**Text passage:**
══════════════════════════════
It is extremely difficult to choose extracts from this wonderful essay. Everything he says is of value, and of immediate, vital importance to our own times. But it is so much out of accord with our present way of thinking – the evils he denounces have taken such a hold on us – that the reader may be tempted to skim over it, without paying attention to the details of his thought.

I therefore want to pick out a couple of key phrases in what has already been quoted: “For, and this is at the root of the whole matter, everything made by man’s hands has a form, which may be either beautiful or ugly; beautiful if it is in accord with Nature, and helps her; ugly if it is discordant with Nature and thwarts her.” That is the key to the real radicalism of Morris’ thought – his opposition to machine production, which nearly all the more recent commentators – Niklaus Pevsner, E. P. Thompson and Peter Fuller, for example – attempt to underplay. Morris continues: “the hand of the craftsman is guided to work in the way that she does, till the web, the cup, or the knife, look as natural, nay as lovely, as the greenfield, the river bank or the mountain flint” (my emphasis).
══════════════════════════════
**Objectives:**
a. In the passage on Morris, what makes a man-made form beautiful according to the quoted line?
b. List the recent commentators that the Morris passage names as trying to underplay his opposition to machine production.
══════════════════════════════
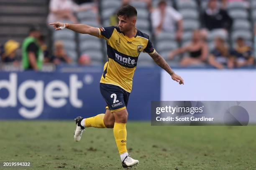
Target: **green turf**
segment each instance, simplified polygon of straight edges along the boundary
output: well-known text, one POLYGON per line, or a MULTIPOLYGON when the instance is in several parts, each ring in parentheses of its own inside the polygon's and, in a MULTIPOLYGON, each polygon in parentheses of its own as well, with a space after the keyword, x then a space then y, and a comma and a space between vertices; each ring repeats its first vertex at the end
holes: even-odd
MULTIPOLYGON (((71 121, 0 121, 3 162, 29 170, 121 170, 113 130, 88 128, 74 141, 71 121)), ((256 126, 151 126, 128 122, 128 149, 137 170, 255 170, 256 126)))

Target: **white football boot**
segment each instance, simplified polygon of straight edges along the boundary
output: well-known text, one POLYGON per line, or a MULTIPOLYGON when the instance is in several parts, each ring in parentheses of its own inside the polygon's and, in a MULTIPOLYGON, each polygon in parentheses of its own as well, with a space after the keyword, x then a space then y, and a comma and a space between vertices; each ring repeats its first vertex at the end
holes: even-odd
POLYGON ((74 138, 76 142, 79 142, 81 140, 82 133, 84 130, 85 128, 81 125, 81 122, 84 118, 81 116, 78 116, 74 119, 76 120, 77 128, 74 133, 74 138))
POLYGON ((130 157, 130 155, 128 155, 125 157, 122 162, 122 165, 123 168, 127 168, 134 165, 137 165, 138 163, 138 160, 133 159, 130 157))

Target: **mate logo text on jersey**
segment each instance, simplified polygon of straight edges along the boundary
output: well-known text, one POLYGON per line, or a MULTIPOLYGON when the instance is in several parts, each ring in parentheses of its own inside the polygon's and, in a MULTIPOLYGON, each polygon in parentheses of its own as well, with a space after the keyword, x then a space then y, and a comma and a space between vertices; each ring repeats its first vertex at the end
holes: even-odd
POLYGON ((143 45, 138 45, 137 48, 137 51, 138 53, 140 53, 143 50, 143 45))
POLYGON ((115 53, 115 60, 121 65, 130 68, 133 68, 136 66, 137 63, 135 59, 131 59, 130 58, 126 58, 123 57, 121 55, 115 53))

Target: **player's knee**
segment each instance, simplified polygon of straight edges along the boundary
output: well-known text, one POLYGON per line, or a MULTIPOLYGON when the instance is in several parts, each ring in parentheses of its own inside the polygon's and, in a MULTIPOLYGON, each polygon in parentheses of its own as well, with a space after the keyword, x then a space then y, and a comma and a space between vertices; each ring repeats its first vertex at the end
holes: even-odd
POLYGON ((126 123, 128 118, 128 114, 127 112, 117 112, 115 113, 115 118, 116 122, 126 123))
POLYGON ((105 122, 105 126, 107 128, 114 128, 114 124, 115 124, 115 121, 108 121, 105 122))

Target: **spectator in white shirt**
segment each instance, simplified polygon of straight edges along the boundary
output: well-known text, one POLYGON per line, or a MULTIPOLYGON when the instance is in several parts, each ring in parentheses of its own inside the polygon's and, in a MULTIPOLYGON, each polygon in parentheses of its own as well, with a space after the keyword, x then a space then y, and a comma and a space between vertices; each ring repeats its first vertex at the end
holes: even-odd
POLYGON ((176 32, 177 39, 180 40, 183 31, 182 15, 172 7, 167 6, 165 1, 159 2, 158 8, 151 14, 151 20, 156 35, 161 31, 176 32))

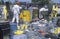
══════════════════════════════
**Answer list:**
a. It is beautiful if it is in accord with Nature and helps her.

b. Niklaus Pevsner, E. P. Thompson, Peter Fuller